◆ Extracted text:

☆ ☆ ☆ ☆ ☆

Right, I'm meant from a function point of view. You receive a -EINVAL if
you try to invoke it.

> 
>>> measurement becomes part of the chain of trust reported to the guest
>>> owner.
>>>
>>> Currently, the kernel passes these commands somewhat directly to the
>>> firmware for measurement. Likewise, the firmware calculates the
>>> measurement of the data in the order it is received. This is fragile.
>>> It means that the entire burden for reproducing the measurement falls
>>> on the hypervisor. In turn this means that slight, even unintentional,
>>> changes of the ordering by the hypervisor can result in different
>>> measurements on different hypervisor versions.
>>>
>>> There is also a secondary problem that, even though it controls CPU
>>> state, the KVM_SEV_LAUNCH_UPDATE_VMSA is called on the KVM virtual
>>> machine file descriptor. In order to support multiple vCPUs, you have> to call it once for each vCPU - in the order the vCPUs are assigned to
>>> the guest. Hypervisors typically call this vCPU initialization code in
>>> an independent thread, making this ordering somewhat cumbersome (QEMU
>>> does this today).
>>>
>>> In response to these problems, I'd like to propose the following:
>>>
>>> 1. Calls to KVM_SEV_LAUNCH_UPDATE_VMSA are moved from the VM fd to the vCPU fd.
>>
>> Given #2 below, these calls aren't needed.

☆ ☆ ☆ ☆ ☆

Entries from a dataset

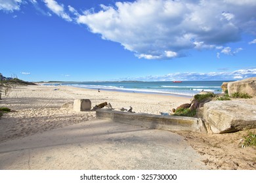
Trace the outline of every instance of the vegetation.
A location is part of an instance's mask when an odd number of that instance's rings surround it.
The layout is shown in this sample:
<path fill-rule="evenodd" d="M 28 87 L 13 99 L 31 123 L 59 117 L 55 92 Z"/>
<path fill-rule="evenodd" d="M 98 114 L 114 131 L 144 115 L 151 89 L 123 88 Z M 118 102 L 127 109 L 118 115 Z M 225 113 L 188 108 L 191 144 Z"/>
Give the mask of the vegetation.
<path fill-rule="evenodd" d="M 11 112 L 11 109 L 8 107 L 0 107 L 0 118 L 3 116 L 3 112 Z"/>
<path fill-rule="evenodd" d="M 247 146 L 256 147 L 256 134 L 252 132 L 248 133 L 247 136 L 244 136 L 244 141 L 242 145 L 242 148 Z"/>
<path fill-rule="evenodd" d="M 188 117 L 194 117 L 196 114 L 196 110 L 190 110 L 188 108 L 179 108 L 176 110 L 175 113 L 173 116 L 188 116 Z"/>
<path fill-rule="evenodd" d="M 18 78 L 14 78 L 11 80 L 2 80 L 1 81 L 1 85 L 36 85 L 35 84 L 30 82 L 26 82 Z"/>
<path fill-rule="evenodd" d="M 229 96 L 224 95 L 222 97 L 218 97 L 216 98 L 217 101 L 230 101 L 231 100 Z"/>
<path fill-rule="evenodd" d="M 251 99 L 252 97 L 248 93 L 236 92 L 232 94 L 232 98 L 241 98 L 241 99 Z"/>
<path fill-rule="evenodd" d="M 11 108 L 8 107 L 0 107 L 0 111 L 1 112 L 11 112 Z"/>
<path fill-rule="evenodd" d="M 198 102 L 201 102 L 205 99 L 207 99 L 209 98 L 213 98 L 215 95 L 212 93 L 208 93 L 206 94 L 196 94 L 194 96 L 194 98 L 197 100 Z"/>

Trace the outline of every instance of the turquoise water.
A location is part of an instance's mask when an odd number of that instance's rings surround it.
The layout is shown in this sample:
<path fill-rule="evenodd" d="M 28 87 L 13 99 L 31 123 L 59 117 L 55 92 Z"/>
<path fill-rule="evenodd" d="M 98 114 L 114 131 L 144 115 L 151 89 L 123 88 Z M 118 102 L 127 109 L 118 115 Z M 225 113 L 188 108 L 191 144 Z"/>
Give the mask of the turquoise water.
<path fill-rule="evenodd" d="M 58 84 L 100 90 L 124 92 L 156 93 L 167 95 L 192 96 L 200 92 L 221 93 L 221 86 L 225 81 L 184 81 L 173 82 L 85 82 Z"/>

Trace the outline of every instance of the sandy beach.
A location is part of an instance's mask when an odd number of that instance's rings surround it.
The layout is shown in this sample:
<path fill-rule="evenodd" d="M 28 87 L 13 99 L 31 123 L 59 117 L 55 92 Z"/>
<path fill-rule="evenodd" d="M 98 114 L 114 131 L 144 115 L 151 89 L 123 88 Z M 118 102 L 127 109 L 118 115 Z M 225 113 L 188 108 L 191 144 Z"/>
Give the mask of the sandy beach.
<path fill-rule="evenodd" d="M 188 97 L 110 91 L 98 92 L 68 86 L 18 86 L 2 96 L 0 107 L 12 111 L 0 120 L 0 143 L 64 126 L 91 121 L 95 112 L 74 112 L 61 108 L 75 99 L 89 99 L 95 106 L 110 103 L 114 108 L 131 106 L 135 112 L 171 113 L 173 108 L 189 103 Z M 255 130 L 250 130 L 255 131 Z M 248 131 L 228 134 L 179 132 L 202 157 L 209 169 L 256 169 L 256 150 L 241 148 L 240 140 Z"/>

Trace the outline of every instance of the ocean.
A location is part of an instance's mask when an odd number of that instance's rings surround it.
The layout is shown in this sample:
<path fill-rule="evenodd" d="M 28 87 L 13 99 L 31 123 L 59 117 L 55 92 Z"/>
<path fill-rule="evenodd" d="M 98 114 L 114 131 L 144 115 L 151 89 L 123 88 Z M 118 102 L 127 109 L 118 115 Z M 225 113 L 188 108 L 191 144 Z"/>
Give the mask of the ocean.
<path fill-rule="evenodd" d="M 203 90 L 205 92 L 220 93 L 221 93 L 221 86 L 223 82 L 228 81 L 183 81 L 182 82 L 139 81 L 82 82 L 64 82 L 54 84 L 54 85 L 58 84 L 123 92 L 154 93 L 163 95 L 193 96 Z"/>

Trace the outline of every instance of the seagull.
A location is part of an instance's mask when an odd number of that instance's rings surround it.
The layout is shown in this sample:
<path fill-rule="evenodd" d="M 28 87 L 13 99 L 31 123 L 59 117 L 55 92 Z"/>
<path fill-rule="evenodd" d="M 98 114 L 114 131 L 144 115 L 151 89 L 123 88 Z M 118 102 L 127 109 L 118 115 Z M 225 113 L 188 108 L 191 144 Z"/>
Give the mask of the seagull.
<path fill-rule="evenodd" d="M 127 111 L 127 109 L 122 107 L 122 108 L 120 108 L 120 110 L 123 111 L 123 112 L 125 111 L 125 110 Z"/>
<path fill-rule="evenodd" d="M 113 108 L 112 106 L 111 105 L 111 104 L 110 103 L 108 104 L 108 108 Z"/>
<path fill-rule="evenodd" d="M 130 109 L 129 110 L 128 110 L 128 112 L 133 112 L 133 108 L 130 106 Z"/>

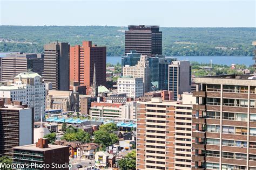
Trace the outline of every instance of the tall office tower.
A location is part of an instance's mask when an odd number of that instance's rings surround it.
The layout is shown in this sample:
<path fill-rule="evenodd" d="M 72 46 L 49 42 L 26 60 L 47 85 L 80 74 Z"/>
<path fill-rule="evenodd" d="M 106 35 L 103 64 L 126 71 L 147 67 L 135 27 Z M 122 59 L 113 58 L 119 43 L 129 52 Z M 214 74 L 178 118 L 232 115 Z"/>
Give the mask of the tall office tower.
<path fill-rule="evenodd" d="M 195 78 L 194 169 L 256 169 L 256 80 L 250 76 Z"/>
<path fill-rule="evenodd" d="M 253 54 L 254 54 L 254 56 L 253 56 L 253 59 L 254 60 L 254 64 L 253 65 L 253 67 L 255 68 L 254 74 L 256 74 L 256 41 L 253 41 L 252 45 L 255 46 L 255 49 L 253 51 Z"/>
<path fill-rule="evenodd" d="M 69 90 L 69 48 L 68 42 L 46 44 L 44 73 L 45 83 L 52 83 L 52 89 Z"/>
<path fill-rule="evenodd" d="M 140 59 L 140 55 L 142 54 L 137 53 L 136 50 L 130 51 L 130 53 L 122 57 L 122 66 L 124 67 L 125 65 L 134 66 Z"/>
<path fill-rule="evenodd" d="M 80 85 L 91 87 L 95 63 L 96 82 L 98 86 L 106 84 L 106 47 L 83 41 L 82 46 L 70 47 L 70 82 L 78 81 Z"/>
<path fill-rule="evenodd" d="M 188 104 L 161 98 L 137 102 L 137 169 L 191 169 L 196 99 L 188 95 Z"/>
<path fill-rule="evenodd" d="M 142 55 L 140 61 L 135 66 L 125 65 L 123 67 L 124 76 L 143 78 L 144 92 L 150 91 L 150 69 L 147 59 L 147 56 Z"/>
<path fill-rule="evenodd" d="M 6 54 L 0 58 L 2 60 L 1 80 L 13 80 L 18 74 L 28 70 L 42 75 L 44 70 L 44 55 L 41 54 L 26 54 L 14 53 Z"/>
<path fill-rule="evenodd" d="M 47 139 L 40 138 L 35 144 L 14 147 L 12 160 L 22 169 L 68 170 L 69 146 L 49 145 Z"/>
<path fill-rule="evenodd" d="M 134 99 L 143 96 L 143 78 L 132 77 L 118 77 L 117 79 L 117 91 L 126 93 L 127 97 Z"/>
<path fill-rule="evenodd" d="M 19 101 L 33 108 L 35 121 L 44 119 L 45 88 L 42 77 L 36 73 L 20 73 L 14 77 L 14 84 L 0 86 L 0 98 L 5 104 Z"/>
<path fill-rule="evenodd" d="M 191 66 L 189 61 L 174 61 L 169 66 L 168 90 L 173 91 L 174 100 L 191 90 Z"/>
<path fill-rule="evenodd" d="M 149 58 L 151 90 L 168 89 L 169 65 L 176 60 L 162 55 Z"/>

☆ ☆ ☆ ☆ ☆

◆ Written exercise 1: Duplicate everything in the KVM SEV email from "Right, I'm meant" down to "This is fragile.".
◆ Written exercise 2: In the KVM SEV email, which command is called on the KVM virtual machine file descriptor even though it controls CPU state?
◆ Written exercise 3: According to the KVM SEV email, why is the current way of measuring the data fragile?
This data is separate material, apart from the KVM SEV email.

◆ Right answer 1:
Right, I'm meant from a function point of view. You receive a -EINVAL if
you try to invoke it.

> 
>>> measurement becomes part of the chain of trust reported to the guest
>>> owner.
>>>
>>> Currently, the kernel passes these commands somewhat directly to the
>>> firmware for measurement. Likewise, the firmware calculates the
>>> measurement of the data in the order it is received. This is fragile.

◆ Right answer 2: KVM_SEV_LAUNCH_UPDATE_VMSA.

◆ Right answer 3: The firmware calculates the measurement in the order it receives the data, so the whole burden of reproducing the measurement falls on the hypervisor. Even slight, unintentional changes to the ordering by the hypervisor can produce different measurements on different hypervisor versions.